**GIVEN EXERCISE:** Return the records below from the line containing "Query: long dark hair" onward, exactly, through and including the last line.

**********

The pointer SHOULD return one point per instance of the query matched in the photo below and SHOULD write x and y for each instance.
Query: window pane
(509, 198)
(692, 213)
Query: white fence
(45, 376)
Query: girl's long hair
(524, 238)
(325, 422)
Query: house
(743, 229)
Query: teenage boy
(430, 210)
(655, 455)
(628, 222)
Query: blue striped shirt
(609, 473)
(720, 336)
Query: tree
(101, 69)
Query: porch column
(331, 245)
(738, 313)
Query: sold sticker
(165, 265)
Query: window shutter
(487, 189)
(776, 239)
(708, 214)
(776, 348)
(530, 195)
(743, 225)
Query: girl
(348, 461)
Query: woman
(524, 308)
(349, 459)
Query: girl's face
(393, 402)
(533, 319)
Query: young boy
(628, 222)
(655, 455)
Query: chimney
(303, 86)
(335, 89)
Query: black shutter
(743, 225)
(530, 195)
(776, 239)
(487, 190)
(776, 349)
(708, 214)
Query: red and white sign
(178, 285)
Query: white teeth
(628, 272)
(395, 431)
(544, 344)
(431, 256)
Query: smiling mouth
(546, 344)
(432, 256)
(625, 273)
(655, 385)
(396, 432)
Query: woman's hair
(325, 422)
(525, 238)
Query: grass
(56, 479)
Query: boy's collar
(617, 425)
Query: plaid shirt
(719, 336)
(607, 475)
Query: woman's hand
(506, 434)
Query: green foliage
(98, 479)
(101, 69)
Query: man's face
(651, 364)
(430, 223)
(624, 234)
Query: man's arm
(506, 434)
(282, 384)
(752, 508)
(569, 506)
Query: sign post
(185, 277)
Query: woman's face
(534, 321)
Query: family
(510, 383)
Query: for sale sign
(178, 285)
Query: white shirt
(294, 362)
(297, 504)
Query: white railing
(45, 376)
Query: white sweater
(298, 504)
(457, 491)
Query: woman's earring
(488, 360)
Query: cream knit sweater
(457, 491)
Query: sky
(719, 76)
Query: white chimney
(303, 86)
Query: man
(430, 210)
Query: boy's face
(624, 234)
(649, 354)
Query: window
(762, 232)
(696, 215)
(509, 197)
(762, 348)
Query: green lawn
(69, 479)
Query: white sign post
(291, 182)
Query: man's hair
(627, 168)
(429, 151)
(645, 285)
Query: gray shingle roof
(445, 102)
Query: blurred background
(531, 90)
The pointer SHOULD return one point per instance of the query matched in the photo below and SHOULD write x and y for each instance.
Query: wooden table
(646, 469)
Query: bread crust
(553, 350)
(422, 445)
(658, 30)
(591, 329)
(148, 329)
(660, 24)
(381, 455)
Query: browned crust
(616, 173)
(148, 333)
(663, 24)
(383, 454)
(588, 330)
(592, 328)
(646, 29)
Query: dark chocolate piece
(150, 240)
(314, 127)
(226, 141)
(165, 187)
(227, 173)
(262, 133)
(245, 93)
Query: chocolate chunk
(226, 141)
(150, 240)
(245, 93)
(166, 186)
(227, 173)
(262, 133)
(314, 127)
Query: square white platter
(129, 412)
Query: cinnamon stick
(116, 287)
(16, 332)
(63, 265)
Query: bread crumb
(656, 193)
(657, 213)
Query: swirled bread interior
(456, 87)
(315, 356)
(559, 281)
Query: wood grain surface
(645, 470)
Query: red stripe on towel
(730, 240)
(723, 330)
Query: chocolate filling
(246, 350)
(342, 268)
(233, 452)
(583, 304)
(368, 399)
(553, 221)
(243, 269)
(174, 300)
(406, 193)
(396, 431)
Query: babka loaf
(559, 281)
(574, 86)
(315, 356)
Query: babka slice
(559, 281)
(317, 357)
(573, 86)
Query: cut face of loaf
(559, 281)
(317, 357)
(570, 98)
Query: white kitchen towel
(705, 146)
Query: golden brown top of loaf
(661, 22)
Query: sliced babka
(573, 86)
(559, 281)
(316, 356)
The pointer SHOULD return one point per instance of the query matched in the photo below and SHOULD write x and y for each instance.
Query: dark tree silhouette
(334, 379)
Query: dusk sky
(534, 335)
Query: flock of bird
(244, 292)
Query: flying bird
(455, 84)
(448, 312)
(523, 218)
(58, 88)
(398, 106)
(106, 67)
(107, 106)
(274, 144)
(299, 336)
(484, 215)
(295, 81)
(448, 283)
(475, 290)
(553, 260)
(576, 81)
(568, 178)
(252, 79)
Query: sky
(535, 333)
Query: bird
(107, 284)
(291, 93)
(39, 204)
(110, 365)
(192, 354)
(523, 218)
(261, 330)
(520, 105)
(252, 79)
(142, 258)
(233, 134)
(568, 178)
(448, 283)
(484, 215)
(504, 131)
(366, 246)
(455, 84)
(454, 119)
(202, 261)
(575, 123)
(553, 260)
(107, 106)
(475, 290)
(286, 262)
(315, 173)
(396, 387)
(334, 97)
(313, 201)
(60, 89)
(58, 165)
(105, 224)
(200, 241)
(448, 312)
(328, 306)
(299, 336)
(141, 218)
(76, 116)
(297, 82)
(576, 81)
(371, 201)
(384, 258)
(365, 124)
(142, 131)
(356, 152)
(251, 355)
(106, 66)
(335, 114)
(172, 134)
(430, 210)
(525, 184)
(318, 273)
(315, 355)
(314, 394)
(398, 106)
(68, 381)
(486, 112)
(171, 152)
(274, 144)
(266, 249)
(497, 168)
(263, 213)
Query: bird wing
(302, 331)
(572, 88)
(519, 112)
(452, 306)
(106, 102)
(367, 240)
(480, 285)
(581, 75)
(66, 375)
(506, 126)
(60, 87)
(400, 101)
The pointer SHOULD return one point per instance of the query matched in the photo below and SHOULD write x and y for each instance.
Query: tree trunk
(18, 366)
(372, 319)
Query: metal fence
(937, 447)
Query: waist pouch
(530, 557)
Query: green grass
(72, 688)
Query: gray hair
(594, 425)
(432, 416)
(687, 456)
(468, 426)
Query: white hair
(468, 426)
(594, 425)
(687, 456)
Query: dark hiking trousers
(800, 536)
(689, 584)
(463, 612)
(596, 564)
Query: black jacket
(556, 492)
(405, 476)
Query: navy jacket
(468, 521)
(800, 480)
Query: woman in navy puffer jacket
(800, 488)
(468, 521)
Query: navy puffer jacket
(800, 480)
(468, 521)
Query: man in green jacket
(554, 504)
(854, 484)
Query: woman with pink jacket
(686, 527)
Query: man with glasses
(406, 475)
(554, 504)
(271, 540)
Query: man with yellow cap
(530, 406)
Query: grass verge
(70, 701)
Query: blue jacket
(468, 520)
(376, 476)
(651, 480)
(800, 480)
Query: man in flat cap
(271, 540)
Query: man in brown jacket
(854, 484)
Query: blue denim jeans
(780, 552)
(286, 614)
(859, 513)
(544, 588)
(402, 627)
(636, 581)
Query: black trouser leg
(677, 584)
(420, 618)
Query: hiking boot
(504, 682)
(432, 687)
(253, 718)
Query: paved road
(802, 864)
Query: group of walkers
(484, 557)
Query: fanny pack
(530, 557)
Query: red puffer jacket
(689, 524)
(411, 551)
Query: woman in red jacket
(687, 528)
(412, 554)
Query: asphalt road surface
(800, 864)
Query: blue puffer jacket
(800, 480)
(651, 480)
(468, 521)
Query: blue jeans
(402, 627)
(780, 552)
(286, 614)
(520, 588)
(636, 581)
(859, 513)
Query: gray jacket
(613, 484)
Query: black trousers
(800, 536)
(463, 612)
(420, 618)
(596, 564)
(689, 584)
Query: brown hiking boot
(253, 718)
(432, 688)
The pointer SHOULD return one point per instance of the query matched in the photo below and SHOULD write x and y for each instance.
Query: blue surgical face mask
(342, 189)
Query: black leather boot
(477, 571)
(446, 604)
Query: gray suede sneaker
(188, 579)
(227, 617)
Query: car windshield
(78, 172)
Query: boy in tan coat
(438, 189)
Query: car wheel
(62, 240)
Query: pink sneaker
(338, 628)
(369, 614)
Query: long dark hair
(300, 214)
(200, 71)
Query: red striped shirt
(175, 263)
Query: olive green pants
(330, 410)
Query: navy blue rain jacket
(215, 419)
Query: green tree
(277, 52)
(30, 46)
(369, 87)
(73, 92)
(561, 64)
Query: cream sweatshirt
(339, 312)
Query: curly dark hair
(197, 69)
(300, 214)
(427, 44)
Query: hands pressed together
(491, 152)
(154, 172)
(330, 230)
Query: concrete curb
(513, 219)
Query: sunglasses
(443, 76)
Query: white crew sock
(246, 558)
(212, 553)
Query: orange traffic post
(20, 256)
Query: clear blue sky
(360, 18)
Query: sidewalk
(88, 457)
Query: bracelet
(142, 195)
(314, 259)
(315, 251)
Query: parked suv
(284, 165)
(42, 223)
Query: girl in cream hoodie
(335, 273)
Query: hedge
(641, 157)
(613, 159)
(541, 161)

**********

**RESPONSE TO THE TASK:**
Query: long dark hair
(300, 214)
(200, 71)
Query: red striped shirt
(175, 263)
Query: olive green pants
(330, 410)
Query: navy blue rain jacket
(215, 419)
Query: green tree
(277, 52)
(30, 46)
(369, 87)
(73, 92)
(561, 64)
Query: cream sweatshirt
(339, 312)
Query: curly dark hair
(197, 69)
(300, 214)
(427, 44)
Query: hands pressed together
(491, 152)
(154, 172)
(330, 230)
Query: concrete curb
(513, 219)
Query: sunglasses
(443, 76)
Query: white crew sock
(246, 558)
(212, 553)
Query: orange traffic post
(20, 256)
Query: clear blue sky
(360, 18)
Query: sidewalk
(88, 457)
Query: bracelet
(142, 195)
(314, 259)
(315, 251)
Query: parked suv
(284, 165)
(42, 223)
Query: girl in cream hoodie
(335, 273)
Query: hedge
(641, 157)
(613, 159)
(541, 161)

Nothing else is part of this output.